» TASK ITEM:
Format every line of the items below as a numbered list, omitting blank lines.

» THE DATA:
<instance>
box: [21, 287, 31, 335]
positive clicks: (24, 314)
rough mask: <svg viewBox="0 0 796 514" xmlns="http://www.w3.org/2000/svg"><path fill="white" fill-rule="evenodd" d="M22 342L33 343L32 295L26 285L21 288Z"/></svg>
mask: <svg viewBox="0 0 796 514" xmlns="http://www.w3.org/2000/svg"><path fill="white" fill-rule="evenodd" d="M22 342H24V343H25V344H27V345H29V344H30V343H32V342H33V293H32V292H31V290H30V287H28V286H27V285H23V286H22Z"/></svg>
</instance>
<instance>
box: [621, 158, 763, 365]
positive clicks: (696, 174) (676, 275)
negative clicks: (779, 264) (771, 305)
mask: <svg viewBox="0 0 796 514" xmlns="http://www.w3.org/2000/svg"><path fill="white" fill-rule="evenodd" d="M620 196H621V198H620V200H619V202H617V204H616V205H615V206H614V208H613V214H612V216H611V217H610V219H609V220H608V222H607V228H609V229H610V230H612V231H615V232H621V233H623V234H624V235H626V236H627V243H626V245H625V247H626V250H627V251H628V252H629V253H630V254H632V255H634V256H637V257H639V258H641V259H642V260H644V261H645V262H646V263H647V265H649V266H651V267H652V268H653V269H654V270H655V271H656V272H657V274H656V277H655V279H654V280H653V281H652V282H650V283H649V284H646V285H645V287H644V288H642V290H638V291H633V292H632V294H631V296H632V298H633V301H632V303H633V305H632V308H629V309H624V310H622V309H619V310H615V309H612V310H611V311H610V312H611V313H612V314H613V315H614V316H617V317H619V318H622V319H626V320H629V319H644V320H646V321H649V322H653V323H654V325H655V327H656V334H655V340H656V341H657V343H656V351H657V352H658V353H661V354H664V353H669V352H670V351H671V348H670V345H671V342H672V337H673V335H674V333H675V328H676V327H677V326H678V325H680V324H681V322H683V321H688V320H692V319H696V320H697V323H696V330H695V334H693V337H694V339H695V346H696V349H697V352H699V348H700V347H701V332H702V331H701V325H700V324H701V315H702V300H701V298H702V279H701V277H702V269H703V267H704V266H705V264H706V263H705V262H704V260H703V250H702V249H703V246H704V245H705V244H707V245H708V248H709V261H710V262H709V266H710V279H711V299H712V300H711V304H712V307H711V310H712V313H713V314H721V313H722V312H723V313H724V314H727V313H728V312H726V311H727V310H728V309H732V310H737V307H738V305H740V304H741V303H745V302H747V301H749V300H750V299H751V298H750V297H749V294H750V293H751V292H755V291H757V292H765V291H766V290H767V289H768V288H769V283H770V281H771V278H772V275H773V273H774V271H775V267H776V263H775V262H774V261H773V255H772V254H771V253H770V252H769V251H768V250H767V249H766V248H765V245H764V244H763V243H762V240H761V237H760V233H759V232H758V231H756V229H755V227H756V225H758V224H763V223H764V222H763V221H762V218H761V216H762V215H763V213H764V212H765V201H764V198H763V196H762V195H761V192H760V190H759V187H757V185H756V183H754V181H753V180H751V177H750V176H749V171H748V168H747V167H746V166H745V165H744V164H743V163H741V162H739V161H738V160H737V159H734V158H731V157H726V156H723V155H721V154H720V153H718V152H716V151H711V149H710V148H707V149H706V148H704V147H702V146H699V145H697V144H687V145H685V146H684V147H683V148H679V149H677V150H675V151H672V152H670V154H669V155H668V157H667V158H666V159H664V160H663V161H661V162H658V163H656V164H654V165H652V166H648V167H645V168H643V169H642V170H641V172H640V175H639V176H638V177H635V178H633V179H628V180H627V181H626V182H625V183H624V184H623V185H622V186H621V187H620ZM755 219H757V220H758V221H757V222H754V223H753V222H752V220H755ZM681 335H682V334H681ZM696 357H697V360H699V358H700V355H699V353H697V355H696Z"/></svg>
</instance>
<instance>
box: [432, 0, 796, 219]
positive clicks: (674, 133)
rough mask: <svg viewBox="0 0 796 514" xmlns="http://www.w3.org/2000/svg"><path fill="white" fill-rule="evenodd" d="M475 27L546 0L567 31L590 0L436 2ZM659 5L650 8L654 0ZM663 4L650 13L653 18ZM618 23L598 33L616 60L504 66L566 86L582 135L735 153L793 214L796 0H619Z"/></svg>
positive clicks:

» FINAL ANSWER:
1. <instance>
2. box: [21, 287, 31, 335]
3. positive clicks: (24, 314)
4. rough mask: <svg viewBox="0 0 796 514" xmlns="http://www.w3.org/2000/svg"><path fill="white" fill-rule="evenodd" d="M22 342L33 343L32 295L26 285L21 288Z"/></svg>
5. mask: <svg viewBox="0 0 796 514" xmlns="http://www.w3.org/2000/svg"><path fill="white" fill-rule="evenodd" d="M22 342H24V343H25V344H27V345H29V344H30V343H32V342H33V293H32V292H31V290H30V287H28V286H27V285H23V286H22Z"/></svg>
6. </instance>
7. <instance>
8. box: [621, 158, 763, 365]
9. positive clicks: (696, 174) (676, 275)
10. negative clicks: (779, 264) (771, 305)
11. mask: <svg viewBox="0 0 796 514" xmlns="http://www.w3.org/2000/svg"><path fill="white" fill-rule="evenodd" d="M620 196H621V198H620V200H619V202H617V204H616V205H615V206H614V208H613V214H612V216H611V217H610V219H609V220H608V222H607V228H609V229H610V230H612V231H615V232H621V233H623V234H624V235H626V236H627V243H626V245H625V247H626V250H627V251H628V252H629V253H630V254H632V255H634V256H637V257H639V258H641V259H642V260H644V261H645V262H646V263H647V265H649V266H651V267H652V268H653V269H654V270H655V271H656V272H657V274H656V277H655V279H654V280H653V281H652V282H650V283H649V284H646V285H645V287H644V288H642V290H638V291H633V292H632V294H631V296H632V298H633V301H632V303H633V305H632V308H629V309H624V310H622V309H619V310H615V309H612V310H611V311H610V312H611V313H612V314H613V315H614V316H617V317H619V318H622V319H626V320H629V319H644V320H646V321H649V322H653V323H654V325H655V327H656V334H655V340H656V341H657V343H656V351H657V352H658V353H661V354H664V353H669V352H670V351H671V348H670V345H671V342H672V337H673V335H674V333H675V328H676V327H677V326H678V325H680V324H681V322H683V321H688V320H692V319H696V320H697V323H696V330H695V334H693V337H694V339H695V346H696V349H697V352H699V348H700V347H701V332H702V331H701V325H700V324H701V315H702V300H701V298H702V279H701V277H702V269H703V267H704V266H705V264H706V263H705V262H704V260H703V250H702V249H703V246H704V245H705V244H707V245H708V248H709V261H710V262H709V266H710V279H711V299H712V300H711V304H712V307H711V310H712V313H713V314H721V313H722V312H723V313H724V314H727V313H728V312H726V311H727V310H728V309H732V310H737V307H738V305H740V304H741V303H745V302H747V301H749V300H750V299H751V298H750V297H749V294H750V293H751V292H755V291H757V292H765V291H766V290H767V289H768V288H769V283H770V281H771V278H772V275H773V273H774V271H775V267H776V263H775V262H774V261H773V255H772V254H771V253H770V252H769V251H768V250H767V249H766V248H765V245H764V244H763V243H762V240H761V237H760V233H759V232H758V231H756V229H755V227H756V225H758V224H763V223H764V222H763V221H762V218H761V216H762V215H763V213H764V212H765V201H764V198H763V196H762V195H761V192H760V190H759V187H757V185H756V183H754V181H753V180H751V177H750V176H749V171H748V168H747V167H746V166H745V165H744V164H743V163H741V162H739V161H738V160H737V159H734V158H731V157H726V156H723V155H721V154H720V153H718V152H716V151H711V149H710V148H707V149H706V148H704V147H702V146H699V145H697V144H687V145H685V146H684V147H683V148H679V149H677V150H675V151H672V152H670V154H669V155H668V157H667V158H666V159H664V160H663V161H661V162H658V163H656V164H654V165H652V166H648V167H645V168H643V169H642V170H641V172H640V175H639V176H638V177H635V178H633V179H628V180H627V181H626V182H625V183H624V184H623V185H622V186H621V187H620ZM755 219H757V220H758V221H757V222H754V223H753V222H752V220H755ZM681 335H682V334H681ZM696 357H697V360H699V358H700V355H699V353H697V355H696Z"/></svg>
12. </instance>
13. <instance>
14. box: [432, 0, 796, 219]
15. positive clicks: (674, 133)
16. rough mask: <svg viewBox="0 0 796 514" xmlns="http://www.w3.org/2000/svg"><path fill="white" fill-rule="evenodd" d="M475 27L546 0L567 31L590 0L436 2ZM659 5L650 8L654 0ZM663 4L650 13L653 18ZM618 23L598 33L616 60L504 66L566 86L582 135L735 153L793 214L796 0H619Z"/></svg>
17. positive clicks:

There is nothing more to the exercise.